• [Exercise directions] Render every line of the rows below as a Markdown table with two columns, "No." for the line number and "Text" for the line itself, skipping blank lines and leaving out the pictures.

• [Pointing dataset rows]
..........
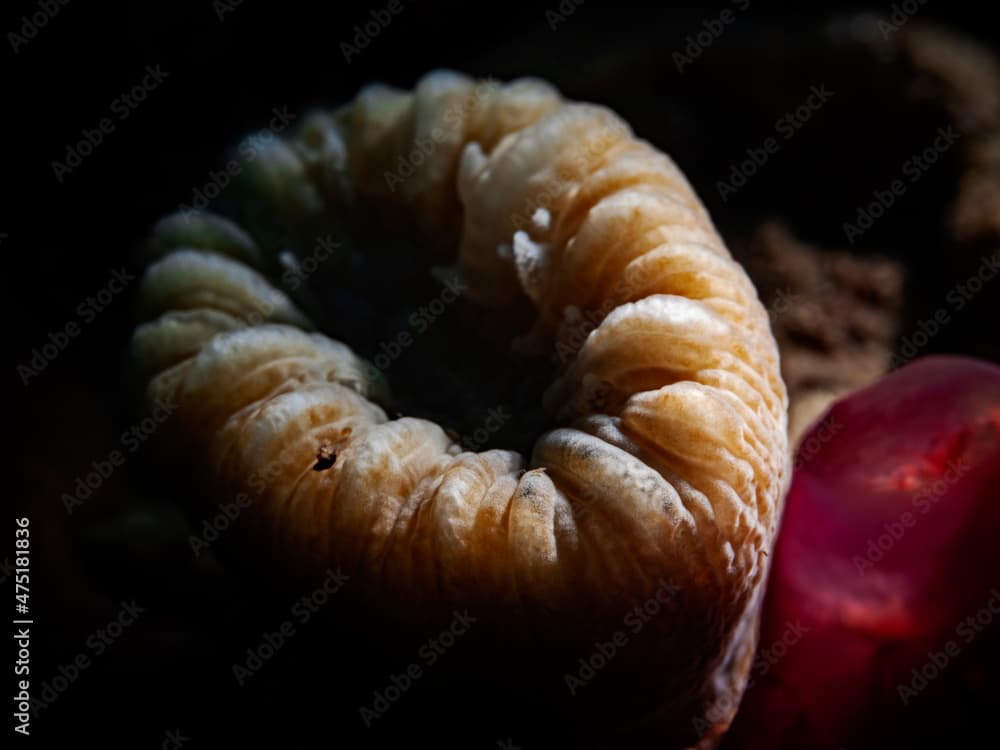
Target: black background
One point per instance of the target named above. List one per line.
(63, 239)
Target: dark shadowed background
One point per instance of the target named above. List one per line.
(223, 70)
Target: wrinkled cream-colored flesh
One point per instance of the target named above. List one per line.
(671, 457)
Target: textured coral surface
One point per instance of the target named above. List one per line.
(664, 460)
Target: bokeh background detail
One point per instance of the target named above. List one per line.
(847, 301)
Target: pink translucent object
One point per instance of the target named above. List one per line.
(890, 543)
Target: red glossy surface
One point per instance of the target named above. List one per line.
(890, 542)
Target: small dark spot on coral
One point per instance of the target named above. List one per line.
(325, 458)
..........
• [Reply]
| No. | Text |
|---|---|
| 1 | Target: black background |
| 2 | One point per instance of the target named above. List one per line. |
| 3 | (63, 239) |
| 4 | Target: dark shadowed background |
| 5 | One point per instance of the target named above. List one per line. |
| 6 | (223, 70) |
| 7 | Target: wrinkled cream-colored flesh |
| 8 | One point per instance of the target named above. List one per line. |
| 9 | (671, 457) |
| 10 | Target: textured coral surface |
| 11 | One point per instance of the target named above. List one per line. |
| 12 | (664, 460) |
| 13 | Target: bokeh background detail |
| 14 | One point per instance of the target named above. List one per line. |
| 15 | (847, 301) |
| 16 | Target: pink translucent object |
| 17 | One point per instance of the target named above. List one per line. |
| 18 | (890, 543) |
| 19 | Target: red glossy surface |
| 20 | One point per instance of the target named above. List one per line. |
| 21 | (890, 542) |
| 22 | Target: small dark spot on coral |
| 23 | One point per instance of the target named above. List one per line. |
| 24 | (325, 458) |